Position annotation rows:
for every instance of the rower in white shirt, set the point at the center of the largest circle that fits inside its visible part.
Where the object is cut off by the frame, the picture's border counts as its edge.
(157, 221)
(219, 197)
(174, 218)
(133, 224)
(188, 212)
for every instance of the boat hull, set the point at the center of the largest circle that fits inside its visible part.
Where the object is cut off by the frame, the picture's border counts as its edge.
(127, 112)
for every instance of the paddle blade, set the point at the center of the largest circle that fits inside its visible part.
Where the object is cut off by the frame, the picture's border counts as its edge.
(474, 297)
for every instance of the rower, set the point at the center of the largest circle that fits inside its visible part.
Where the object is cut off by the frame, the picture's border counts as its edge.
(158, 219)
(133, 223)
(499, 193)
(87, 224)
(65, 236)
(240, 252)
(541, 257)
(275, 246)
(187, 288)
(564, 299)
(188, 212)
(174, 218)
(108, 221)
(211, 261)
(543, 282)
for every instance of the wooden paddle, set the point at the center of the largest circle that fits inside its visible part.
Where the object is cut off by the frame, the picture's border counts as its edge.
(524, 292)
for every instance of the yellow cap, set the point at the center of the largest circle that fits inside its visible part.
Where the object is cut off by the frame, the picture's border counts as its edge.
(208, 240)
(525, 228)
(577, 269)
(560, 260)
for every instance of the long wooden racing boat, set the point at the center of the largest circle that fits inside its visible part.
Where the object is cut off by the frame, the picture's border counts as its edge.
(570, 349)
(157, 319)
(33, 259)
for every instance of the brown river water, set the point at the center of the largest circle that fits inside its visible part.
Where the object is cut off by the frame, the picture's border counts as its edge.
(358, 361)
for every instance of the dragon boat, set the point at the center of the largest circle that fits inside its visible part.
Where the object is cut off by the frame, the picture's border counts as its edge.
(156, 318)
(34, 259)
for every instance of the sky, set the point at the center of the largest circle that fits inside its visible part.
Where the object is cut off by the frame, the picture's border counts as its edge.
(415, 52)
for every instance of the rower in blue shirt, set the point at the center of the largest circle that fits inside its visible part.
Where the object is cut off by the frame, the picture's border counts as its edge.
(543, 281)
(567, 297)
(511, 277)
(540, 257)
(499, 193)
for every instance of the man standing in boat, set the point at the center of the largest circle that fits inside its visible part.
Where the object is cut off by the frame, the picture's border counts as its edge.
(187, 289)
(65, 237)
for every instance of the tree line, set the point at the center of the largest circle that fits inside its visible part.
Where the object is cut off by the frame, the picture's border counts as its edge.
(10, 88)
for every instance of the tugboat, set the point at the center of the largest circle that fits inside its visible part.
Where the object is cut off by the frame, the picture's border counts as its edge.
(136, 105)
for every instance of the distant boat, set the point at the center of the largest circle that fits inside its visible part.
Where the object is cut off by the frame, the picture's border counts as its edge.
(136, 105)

→ What this task involves
Write out the stretch from the line containing "for every instance of the distant" through the end of the rows again, substituting "biggest circle" for "largest circle" and keeping all else unchanged.

→ Response to the task
for every instance of the distant boat, set the point at the center of the biggest circle that fits inside its visible part.
Where the object is cut off by the frame, the picture's border counts as its edge.
(136, 105)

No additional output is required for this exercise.